■ Document passage
Le salon | “3 attendait déjà à l'intérieur du 2”
Exhibition
02.07.2026 — 24.07.2026
Clarisse Aïn
Guillaume Aubry
Hélène Bellenger
Max Blotas
Facundo Cerain Vázquez
Lou Cohen
Antoine Conde
Brandon Gercara
Vir Andres Hera
Liên Hoàng-Xuân
Rodrigo Red Sandoval
Peter Marcasiano
Marek Wolfryd
Yi Ye
Opening
02.07.2026 — 17h
DS Galerie is delighted and proud to present the group exhibition “3 Was Already Waiting Inside 2”, bringing together works by Clarisse Aïn, Guillaume Aubry, Hélène Bellenger, Max Blotas, Facundo Cerain Vázquez, Lou Cohen, Antoine Conde, Brandon Gercara, Vir Andres Hera, Liên Hoàng-Xuân, Rodrigo Red Sandoval, Peter Marcasiano, Marek Wolfryd, and Yi Ye.
Opening reception on July 2, 2026, from 5 pm.
—
For a long time, 2 accompanied DS Galerie.
It was there from the beginning, even before. In its inherited name. In its spaces. In this way of approaching artworks through proximity. 2 did not appear as a constraint, but as a possibility. The possibility of a gap, a correspondence. A relation close enough for something to emerge between forms; or rather, a form of proposition.
The gallery and its predecessors inhabited this space.
Because 2 is inhabitable. One can build dialogues within it, foster affinities, welcome contradictions.
2 brings things together without confusing them.
We return to it constantly. It has long accompanied the way we organise the world, produce meaning, and construct narratives and systems of value. It distinguishes, connects, assigns positions. It is one of the oldest anthropological forms through which we think relationships, belonging, and balance, extending even to the celestial bodies that continue to shape our mythologies.

■ Task objective
Answer these questions about the exhibition page:
(a) Between which dates does the exhibition run?
(b) When does the opening reception begin?
(c) According to the page, how does 2 bring things together?
The entries that follow come from a separate source, not from the exhibition page.

[Items from a dataset]
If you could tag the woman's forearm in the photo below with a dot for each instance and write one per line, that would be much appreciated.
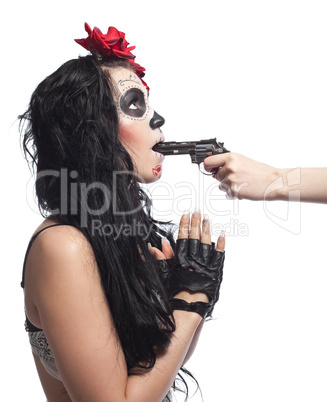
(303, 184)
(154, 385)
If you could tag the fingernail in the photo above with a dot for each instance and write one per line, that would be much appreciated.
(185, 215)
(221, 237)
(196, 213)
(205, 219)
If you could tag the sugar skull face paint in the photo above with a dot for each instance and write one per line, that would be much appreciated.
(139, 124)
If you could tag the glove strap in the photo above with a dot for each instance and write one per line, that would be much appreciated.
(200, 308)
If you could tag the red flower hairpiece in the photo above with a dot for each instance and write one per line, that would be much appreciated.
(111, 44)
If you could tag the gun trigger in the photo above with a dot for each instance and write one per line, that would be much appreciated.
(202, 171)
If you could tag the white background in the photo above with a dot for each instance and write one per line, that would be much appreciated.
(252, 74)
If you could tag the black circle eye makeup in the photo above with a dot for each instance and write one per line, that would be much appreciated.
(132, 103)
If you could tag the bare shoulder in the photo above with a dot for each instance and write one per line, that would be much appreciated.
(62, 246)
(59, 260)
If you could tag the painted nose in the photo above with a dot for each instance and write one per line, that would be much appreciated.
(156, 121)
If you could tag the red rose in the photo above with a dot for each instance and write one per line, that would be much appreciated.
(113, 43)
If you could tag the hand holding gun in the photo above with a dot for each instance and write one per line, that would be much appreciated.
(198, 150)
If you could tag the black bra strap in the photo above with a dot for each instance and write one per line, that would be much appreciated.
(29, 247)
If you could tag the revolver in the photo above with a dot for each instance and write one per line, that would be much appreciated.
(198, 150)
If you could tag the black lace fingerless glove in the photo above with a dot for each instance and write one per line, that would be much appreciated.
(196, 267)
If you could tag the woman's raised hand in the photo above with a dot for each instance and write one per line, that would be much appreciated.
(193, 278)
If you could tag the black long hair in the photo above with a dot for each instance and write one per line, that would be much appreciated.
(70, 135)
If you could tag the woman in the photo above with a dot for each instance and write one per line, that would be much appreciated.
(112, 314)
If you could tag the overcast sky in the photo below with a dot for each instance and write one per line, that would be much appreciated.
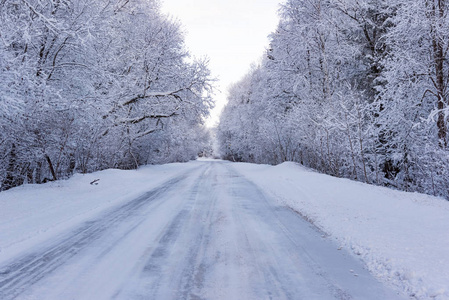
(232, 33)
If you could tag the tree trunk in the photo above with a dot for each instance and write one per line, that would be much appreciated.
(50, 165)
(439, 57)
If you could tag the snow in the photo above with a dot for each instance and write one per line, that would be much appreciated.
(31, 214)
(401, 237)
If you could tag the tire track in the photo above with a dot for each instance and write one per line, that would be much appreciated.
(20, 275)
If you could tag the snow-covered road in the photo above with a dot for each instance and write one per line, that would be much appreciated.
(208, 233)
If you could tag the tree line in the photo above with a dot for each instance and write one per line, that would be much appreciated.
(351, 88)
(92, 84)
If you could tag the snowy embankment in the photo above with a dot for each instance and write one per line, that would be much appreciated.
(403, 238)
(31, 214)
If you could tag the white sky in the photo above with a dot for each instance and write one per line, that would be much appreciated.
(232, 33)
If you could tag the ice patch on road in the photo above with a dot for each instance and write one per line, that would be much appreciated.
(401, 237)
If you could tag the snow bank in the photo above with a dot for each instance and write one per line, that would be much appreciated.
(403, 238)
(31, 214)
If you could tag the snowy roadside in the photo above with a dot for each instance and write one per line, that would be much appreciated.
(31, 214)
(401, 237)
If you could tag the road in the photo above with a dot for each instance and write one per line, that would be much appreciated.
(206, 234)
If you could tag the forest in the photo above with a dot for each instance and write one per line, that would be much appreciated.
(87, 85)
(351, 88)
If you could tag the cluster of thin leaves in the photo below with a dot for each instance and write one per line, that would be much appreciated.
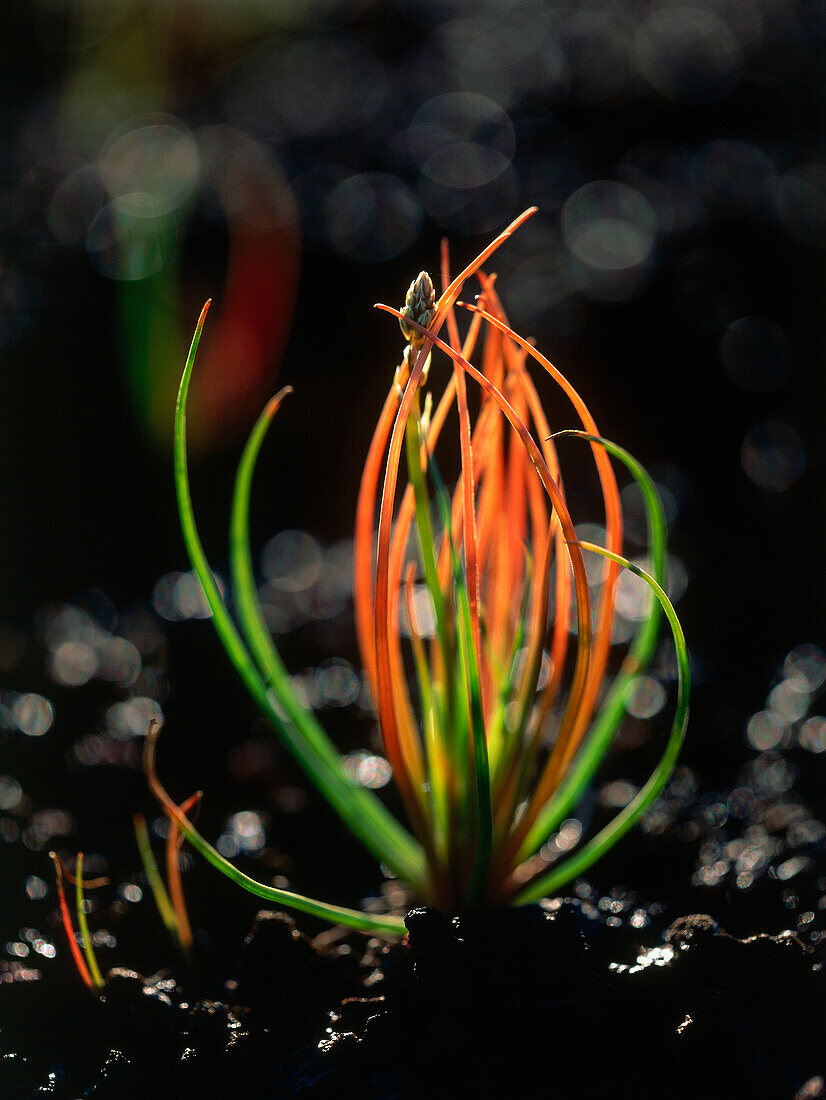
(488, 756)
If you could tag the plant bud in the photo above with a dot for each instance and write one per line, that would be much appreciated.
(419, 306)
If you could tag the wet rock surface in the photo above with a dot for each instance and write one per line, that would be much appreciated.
--
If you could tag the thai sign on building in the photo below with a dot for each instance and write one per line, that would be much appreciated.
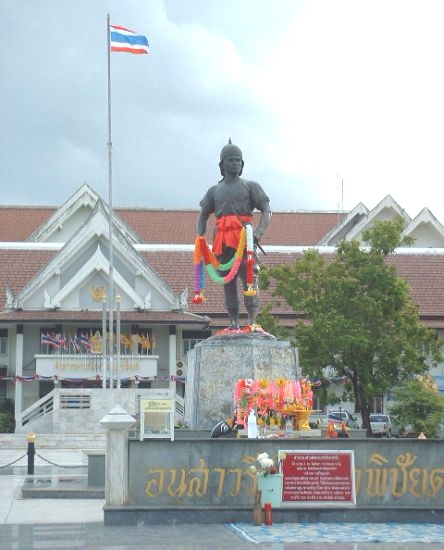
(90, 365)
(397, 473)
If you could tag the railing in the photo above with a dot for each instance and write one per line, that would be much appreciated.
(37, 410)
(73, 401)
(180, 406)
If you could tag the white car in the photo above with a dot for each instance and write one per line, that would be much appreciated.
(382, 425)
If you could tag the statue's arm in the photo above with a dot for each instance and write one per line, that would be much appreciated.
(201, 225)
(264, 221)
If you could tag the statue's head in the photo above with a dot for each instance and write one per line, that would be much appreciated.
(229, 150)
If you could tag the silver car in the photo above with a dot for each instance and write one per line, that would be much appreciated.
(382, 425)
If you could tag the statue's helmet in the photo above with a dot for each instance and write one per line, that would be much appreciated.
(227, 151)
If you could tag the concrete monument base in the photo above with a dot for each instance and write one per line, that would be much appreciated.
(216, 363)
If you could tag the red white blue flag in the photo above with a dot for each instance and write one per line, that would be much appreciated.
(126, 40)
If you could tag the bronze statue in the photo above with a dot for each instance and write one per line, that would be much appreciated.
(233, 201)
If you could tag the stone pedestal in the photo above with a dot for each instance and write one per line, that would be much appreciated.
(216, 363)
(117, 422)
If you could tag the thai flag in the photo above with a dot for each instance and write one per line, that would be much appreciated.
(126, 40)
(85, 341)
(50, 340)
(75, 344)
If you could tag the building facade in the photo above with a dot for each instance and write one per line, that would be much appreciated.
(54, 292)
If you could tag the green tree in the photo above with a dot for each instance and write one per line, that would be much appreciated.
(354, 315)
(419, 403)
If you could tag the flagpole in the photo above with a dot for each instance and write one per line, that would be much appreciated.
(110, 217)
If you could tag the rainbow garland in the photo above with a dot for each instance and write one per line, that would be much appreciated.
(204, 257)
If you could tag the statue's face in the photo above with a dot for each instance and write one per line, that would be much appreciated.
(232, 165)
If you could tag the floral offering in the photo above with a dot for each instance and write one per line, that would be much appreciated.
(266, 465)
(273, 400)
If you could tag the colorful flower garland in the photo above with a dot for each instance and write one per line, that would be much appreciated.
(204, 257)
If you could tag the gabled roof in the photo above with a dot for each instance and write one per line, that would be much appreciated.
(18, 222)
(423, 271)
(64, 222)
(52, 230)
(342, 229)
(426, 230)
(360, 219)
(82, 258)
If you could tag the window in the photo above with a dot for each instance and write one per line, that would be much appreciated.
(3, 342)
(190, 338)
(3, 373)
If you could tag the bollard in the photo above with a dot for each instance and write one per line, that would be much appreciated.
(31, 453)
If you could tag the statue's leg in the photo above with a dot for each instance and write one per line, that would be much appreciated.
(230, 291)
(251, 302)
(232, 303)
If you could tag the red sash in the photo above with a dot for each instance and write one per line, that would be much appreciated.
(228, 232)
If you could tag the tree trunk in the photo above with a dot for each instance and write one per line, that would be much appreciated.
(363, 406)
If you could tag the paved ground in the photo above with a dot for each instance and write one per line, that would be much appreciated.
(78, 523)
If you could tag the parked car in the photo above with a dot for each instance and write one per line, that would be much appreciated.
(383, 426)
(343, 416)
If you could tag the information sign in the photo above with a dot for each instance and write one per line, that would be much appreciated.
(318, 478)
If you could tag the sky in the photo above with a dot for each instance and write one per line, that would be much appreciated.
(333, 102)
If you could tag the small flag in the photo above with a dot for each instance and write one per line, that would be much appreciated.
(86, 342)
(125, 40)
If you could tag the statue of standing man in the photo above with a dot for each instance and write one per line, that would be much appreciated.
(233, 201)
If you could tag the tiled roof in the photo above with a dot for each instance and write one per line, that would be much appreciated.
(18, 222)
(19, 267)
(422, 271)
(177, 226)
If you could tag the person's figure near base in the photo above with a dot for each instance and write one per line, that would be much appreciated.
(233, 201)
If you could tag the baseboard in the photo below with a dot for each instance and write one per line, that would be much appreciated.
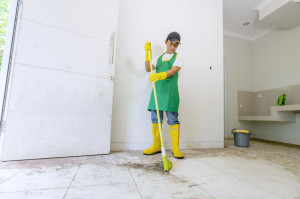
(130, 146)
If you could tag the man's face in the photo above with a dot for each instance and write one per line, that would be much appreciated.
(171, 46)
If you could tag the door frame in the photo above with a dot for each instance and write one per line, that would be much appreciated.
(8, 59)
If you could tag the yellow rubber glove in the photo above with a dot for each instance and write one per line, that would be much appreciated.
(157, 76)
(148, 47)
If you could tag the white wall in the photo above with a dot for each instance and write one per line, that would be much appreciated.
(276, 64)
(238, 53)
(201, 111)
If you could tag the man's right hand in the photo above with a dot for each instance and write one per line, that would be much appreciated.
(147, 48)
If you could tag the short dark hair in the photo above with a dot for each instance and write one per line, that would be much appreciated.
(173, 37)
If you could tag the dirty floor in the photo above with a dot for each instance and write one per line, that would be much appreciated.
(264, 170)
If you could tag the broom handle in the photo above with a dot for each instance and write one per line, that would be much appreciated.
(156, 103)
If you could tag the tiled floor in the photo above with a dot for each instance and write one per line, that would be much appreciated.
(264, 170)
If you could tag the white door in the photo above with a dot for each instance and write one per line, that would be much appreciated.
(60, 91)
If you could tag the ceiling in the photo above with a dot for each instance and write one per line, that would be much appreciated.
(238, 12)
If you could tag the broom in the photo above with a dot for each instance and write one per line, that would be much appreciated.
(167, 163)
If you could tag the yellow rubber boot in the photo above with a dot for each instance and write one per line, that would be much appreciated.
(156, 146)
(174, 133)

■ The reply
(a) From 02.07.2026 to 24.07.2026.
(b) On July 2, 2026, at 5 pm.
(c) Without confusing them.